◆ YOUR TASK
Among the entries below, one line contains "Query: umbrella handle" and another contains "the sponsor decal.". Transcribe those two lines and every line between them, exactly.

◆ THE DATA
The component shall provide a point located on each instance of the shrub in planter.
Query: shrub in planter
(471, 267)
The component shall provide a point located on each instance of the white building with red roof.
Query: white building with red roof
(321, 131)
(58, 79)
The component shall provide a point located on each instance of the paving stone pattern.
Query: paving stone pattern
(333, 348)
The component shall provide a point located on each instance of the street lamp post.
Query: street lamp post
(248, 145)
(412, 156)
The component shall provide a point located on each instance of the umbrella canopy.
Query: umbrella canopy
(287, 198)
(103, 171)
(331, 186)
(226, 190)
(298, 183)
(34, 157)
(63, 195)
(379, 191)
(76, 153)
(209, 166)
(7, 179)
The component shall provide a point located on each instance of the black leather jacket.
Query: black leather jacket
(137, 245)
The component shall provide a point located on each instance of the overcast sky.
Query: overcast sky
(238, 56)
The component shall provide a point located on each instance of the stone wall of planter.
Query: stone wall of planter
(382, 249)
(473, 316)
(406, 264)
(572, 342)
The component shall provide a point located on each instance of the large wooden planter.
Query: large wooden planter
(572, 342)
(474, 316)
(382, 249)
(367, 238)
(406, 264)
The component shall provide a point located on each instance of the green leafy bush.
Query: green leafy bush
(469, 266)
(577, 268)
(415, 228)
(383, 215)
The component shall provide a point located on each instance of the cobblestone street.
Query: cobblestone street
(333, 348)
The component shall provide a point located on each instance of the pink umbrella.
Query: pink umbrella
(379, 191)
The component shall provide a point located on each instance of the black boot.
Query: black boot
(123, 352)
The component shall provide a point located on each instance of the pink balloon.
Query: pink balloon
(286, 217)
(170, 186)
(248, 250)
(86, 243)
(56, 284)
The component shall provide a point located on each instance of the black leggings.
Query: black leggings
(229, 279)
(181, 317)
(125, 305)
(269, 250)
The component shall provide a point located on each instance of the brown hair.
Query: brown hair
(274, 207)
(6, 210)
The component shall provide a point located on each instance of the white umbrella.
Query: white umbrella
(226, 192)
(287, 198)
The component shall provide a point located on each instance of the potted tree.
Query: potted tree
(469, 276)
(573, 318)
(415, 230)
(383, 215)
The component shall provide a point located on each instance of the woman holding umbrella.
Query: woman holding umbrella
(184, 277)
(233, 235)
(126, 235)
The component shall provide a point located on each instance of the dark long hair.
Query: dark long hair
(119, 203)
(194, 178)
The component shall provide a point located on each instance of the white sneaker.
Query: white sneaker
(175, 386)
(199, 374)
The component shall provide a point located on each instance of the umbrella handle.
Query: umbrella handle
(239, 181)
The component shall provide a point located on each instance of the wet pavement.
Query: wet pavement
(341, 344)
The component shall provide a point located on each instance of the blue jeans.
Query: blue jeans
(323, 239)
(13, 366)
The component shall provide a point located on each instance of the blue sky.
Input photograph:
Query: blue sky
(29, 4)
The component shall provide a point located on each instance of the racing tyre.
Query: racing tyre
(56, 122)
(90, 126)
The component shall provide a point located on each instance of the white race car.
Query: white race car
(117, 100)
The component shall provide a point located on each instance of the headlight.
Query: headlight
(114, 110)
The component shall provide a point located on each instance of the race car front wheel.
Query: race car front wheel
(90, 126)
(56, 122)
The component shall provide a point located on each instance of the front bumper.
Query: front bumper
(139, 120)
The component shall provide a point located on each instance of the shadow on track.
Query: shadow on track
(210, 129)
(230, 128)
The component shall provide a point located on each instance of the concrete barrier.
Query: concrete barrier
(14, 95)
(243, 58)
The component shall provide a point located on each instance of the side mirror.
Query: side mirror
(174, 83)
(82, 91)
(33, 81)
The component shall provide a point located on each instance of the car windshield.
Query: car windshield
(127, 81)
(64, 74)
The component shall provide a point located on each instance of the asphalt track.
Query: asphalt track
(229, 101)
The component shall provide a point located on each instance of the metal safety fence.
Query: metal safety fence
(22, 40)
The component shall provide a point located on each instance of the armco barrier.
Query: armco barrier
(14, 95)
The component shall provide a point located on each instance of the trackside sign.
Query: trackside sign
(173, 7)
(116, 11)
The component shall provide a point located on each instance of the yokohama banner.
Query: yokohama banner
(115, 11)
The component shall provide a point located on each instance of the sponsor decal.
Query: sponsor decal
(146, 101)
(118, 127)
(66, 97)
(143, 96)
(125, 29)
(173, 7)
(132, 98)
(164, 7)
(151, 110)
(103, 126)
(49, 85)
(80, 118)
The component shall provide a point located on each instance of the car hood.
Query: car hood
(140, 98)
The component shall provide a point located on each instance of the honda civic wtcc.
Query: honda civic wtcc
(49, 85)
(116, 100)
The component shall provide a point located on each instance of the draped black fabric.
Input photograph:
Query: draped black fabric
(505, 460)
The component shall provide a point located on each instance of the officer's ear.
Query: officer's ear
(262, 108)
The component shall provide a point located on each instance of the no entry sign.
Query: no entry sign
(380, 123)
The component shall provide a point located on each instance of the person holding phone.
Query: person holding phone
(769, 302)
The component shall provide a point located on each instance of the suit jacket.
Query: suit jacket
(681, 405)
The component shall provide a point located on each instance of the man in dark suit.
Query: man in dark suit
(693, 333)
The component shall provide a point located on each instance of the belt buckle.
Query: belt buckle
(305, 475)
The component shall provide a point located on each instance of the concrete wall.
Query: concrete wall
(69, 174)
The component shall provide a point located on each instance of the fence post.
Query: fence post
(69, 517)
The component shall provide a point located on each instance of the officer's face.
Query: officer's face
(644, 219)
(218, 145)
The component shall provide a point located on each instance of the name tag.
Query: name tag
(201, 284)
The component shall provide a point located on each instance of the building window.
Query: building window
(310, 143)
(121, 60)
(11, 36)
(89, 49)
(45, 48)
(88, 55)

◆ WRITTEN ANSWER
Query: umbrella handle
(239, 181)
The component shall provide a point located on each instance of the wet pavement.
Query: wet pavement
(341, 344)
The component shall provide a point located on each instance of the blue jeans.
Query: blue jeans
(323, 239)
(13, 366)
The component shall provide a point located on each instance of the blue sky.
Input photograph:
Query: blue sky
(29, 4)
The component shall provide a point located on each instance of the racing tyre.
Query: racing tyre
(56, 122)
(90, 126)
The component shall provide a point located on each instance of the white race car.
Query: white race car
(117, 100)
The component shall provide a point located on each instance of the headlight.
Query: headlight
(114, 110)
The component shall provide a point located on each instance of the race car front wheel.
Query: race car front wheel
(90, 126)
(56, 122)
The component shall provide a point located on each instance of the front bumper.
Query: front bumper
(139, 120)
The component shall provide a point located on each instance of the shadow on track.
Query: shadow on track
(210, 129)
(230, 128)
The component shall provide a point located on each instance of the concrete barrier.
Query: concrete barrier
(14, 95)
(243, 58)
The component shall provide a point located on each instance of the side mirror.
Query: side mirror
(174, 83)
(82, 91)
(33, 81)
The component shall provide a point located on each instance of the car windshield.
Query: car windshield
(127, 81)
(64, 74)
The component shall provide a point located on each instance of the asphalt track.
Query: asphalt track
(229, 101)
The component shall provide a point located on each instance of the metal safety fence.
Query: metal safety fence
(22, 40)
The component shall provide a point located on each instance of the armco barrier.
Query: armco barrier
(14, 95)
The component shall provide a point located on each instance of the trackside sign.
Query: trackside sign
(173, 7)
(116, 11)
The component shall provide a point located on each instance of the yokohama banner.
Query: yokohama banner
(115, 11)
The component shall provide a point located on each instance of the sponsor decal.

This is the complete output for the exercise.